INSTRUCTIONS FOR THE TASK
Please answer these from the financial excerpt below:
1. What method is used to determine inventory cost?
2. On what are the estimated sales discount and return allowances primarily based?
3. What was the inventory write-down for the year ended December 31, 2004?
Start of SOURCE DOCUMENT
We record a reduction to revenues and accounts receivable by establishing a sales discount and return allowance for estimated sales discounts and product returns at the time revenues are recognized based primarily on historical discount and return rates. However, if sales discount and product returns for a particular fiscal period exceed historical rates, we may determine that additional sales discount and return allowances are required to properly reflect our estimated remaining exposure for sales discounts and product returns. The movement in the allowance for sales returns and discounts for the years ended December 31, 2003, 2004 and 2005 is as follows:

 

Year


   Balance
at
Beginning
of Year


   Addition

   Amounts
Utilized


   

Balance at

End of Year


     (in thousands)

December 31, 2003

   $    $ 117    $ (89 )   $ 28

December 31, 2004

   $ 28    $ 1,022    $ (810 )   $ 240

December 31, 2005

   $ 240    $ 398    $ (457 )   $ 181

 

Inventory

 

Inventories are stated at the lower of cost or market value. Cost is determined using the weighted-average method. For work-in-process and manufactured inventories, cost consists of the cost of raw materials (primarily wafer fabrication and processed tape), direct labor and an appropriate proportion of production overheads. We write down inventory to its estimated market value, which is based upon estimations about future demand and market conditions. If actual market conditions are less favorable than those projected by management, additional future inventory write-down may be required and could adversely affect our operating results. Once written down, inventories are carried at this lower amount until sold or scrapped. If actual market conditions are more favorable, we may have higher operating income when such products are sold. Sales to date of such products have not had a significant impact on our operating income. The inventory write-down for the years ended December 31, 2003, 2004 and 2005 was approximately $116,000, $847,000 and $927,000, respectively, and are included in cost of revenues in our consolidated statements of operations.
End of SOURCE DOCUMENT
Start of DATA ENTRIES
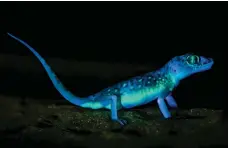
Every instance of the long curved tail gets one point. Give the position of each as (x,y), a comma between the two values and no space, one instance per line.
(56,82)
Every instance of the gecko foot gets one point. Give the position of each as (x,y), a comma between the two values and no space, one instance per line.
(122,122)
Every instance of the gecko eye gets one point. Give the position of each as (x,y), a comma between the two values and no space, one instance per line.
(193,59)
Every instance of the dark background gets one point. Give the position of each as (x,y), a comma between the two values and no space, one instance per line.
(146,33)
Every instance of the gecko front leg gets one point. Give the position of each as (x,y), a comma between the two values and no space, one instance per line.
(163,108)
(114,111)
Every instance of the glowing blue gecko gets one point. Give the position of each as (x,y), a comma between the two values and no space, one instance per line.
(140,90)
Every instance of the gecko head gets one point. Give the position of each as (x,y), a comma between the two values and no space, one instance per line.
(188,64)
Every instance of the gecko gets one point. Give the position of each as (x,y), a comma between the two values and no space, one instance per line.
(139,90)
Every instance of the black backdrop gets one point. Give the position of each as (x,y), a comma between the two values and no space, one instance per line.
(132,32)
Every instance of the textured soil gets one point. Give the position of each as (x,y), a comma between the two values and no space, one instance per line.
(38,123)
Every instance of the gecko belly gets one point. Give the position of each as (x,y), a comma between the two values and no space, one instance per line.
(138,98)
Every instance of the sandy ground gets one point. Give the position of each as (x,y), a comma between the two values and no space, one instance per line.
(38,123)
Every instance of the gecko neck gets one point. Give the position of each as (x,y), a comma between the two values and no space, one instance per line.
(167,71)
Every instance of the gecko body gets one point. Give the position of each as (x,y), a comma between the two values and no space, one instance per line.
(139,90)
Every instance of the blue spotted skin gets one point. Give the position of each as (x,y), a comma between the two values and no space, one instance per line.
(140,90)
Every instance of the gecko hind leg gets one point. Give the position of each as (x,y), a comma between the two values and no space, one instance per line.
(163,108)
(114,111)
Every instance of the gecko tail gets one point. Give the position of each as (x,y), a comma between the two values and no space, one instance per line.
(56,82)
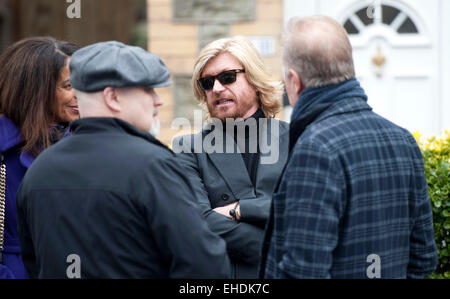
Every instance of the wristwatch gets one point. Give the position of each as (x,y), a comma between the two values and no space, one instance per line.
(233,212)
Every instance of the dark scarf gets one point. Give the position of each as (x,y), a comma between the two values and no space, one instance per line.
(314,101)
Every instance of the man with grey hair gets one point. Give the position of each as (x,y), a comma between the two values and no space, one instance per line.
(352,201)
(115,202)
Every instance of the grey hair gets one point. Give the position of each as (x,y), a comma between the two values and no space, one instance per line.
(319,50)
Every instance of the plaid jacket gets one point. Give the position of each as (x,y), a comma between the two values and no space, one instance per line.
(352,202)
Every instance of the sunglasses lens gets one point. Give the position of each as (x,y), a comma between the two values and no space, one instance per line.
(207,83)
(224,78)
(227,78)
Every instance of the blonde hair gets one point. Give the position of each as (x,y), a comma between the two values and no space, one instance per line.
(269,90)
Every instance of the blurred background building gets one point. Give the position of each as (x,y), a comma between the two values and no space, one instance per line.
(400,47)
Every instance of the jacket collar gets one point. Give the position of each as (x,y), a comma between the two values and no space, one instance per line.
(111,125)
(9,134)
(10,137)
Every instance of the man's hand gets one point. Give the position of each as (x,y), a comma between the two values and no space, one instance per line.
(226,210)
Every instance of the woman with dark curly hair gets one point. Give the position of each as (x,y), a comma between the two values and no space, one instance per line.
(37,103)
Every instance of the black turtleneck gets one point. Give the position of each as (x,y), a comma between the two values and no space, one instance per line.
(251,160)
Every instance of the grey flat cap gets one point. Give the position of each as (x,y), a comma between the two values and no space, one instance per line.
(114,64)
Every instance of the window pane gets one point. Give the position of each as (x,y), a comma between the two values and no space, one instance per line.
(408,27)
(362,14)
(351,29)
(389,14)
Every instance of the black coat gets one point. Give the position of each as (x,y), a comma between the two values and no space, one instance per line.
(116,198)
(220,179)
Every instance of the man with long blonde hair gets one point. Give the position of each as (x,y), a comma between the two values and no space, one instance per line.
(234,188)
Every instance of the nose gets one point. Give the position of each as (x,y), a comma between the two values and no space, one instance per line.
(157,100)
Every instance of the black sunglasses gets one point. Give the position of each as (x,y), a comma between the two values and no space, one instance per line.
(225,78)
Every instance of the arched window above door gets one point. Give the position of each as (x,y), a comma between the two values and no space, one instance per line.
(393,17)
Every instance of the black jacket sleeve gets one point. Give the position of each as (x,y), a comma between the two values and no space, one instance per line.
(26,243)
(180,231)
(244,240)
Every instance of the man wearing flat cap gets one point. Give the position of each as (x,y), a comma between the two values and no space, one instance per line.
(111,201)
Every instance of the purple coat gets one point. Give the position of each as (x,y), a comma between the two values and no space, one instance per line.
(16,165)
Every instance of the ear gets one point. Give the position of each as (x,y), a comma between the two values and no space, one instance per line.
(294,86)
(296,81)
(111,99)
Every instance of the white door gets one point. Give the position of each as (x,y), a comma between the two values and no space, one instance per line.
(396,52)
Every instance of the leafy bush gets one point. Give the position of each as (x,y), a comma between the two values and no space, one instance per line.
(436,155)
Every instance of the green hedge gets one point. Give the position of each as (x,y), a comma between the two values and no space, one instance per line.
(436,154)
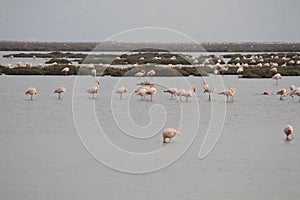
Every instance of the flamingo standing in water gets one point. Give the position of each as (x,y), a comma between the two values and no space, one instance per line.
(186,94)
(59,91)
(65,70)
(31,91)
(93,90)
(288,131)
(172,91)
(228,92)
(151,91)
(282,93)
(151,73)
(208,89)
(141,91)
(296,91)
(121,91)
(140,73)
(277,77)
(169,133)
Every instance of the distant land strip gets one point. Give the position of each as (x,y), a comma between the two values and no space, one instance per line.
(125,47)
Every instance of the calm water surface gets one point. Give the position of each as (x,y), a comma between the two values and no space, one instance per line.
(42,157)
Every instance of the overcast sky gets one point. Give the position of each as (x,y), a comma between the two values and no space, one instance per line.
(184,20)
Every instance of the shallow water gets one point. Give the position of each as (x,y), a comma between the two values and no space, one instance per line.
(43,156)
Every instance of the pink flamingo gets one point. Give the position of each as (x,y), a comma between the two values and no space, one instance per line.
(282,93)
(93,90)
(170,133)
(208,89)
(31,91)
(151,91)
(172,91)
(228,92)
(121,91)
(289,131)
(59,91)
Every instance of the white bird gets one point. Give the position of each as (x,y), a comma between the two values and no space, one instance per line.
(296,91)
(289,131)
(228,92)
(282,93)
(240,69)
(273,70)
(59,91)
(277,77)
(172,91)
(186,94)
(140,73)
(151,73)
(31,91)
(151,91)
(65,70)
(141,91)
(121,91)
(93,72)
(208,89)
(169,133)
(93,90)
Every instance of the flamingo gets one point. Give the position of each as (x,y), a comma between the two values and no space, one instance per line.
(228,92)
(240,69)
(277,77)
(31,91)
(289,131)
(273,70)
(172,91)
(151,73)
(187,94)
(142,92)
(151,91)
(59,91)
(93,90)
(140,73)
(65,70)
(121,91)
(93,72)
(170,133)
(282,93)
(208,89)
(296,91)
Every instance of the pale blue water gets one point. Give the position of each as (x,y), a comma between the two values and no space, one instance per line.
End of DATA ENTRIES
THE SOLUTION
1. The weighted-average method.
2. Historical discount and return rates.
3. Approximately $847,000.